Texte source:
A 11h01mn, six personnes s’avancent vers le portail de l’hôpital accusé d’avoir participé au vol du bébé de Vanessa Tchatchou. Cinq d’entre elles arborent des chasubles de couleur jaune sur lesquelles il est écrit « Association de défense des droits des étudiants du Cameroun ». Hervé Nzouabet, le président de cette association estudiantine est là. La sixième personne est Vincent Sosthène Fouda, homme. Les manifestants attirent tout de suite l’attention des gendarmes assis à la guérite de l’hôpital. L’alerte est donnée.
A peine les manifestants ont déployé leurs pancartes qu’elles leur sont arrachées. On a quand même pu lire les écriteaux : « Remettez-nous le bébé de Vanessa parce que c’est notre bébé à tous », « Non à la sorcellerie », « Les étudiants soutiennent Vanessa ». Le commissaire d’Etoudi, qui se trouve à l’intérieur de l’hôpital, accourt pour disperser la manifestation. S’apercevant qu’il est filmé par une camera de Canal 2, le fonctionnaire de police prend le cameraman en chasse, malgré sa veste et sa cravate.
Echauffourées
Pour autant, les manifestants ne capitulent pas. Ils entonnent
alors des chants. Outre le refrain « Liberté » d’Anne-Marie Nzié,
résonne : « Vanessa pose ta main sur mon cœur afin de retrouver notre
bébé à nous ». L’entrée de l’hôpital grouille subitement de monde. Les
curieux observent le « spectacle » de loin. Le commissaire d’Etoudi
revient de son marathon. Il transpire à grosses gouttes. Il essaye de
prendre Vincent Sosthène Fouda en aparté. En un premier temps,
l’initiateur de la manifestation ne consent pas. Puis, il accepte de
parler avec ce haut-cadre de la police. Quelques bribes de leur
conversation. «Vous devriez partir. Vous avez déjà fait votre
manifestation. Ce que vous faites est un trouble à l’ordre public. Quand
le Gmi va arriver ici, ce sera une autre affaire. Je vous le dis pour
vous aider», propose le commissaire. « Nous ne partirons pas d’ici »,
répond l’homme politique, qui tend les poignets pour qu’on y accroche
des menottes.
Quelques minutes après le début de cette troisième manifestation, un autre officier de police débarque. Bien en chair, il est déterminé à en découdre avec les manifestants. L’air menaçant, il entre aussitôt dans le bain de la répression. «Chante encore ! Chante encore», hurle-t-il à l’un des révoltés. Celui-ci fait la sourde oreille. « Embarquez-moi celui-ci », ordonne-t-il à ses éléments. S’en suivent alors des échauffourées. La chaîne humaine est déterminée à ne pas rompre. Elle résiste à la pression de la dizaine de policiers qui usent de force pour appréhender le manifestant désigné par le commissaire. Des hurlements s’échappent de la foule qui, cependant, reste spectatrice.

Matériel fourni:

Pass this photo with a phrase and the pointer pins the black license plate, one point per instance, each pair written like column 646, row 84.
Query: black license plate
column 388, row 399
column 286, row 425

Consigne: Reprenez le récit de la manifestation pour le bébé de Vanessa Tchatchou et poursuivez-le à partir de sa dernière phrase.

Résultat de l'exercice:
Valsero entendu
Malgré leur résistance, les manifestants sont embarqués dans un
pick-up du commissariat central n°1. De l’arrière du véhicule, un
membre de l’Addec et manifestant s’adresse à la foule nombreuse : «
Voilà un jeune Camerounais qui est privé de l’amour maternel. Tout le
monde y a droit. Nous, jeunes, sommes venus réclamer le bébé Vanessa
parce que c’est notre bébé à tous. Nous ne devons pas nous taire parce
que c’est notre pays à tous. Nous devons tous faire preuve de
solidarité. La police qui est censée nous protéger mais en fait, elle
est répressive ». Emouvant certes, mais pas au point de soulever les «
spectateurs » passifs.
Cinq minutes après leur départ, les membres de l’Addec sont de retour. Ils ont été refoulés de l’arrière du véhicule alors que celui-ci était en train de rouler sur la chaussée. Encore des éclats de voix. Les étudiants dénoncent ce traitement. Au passage, un membre de l’Addec nargue un policier : « Je suis un cadavre. Je suis déjà mort !»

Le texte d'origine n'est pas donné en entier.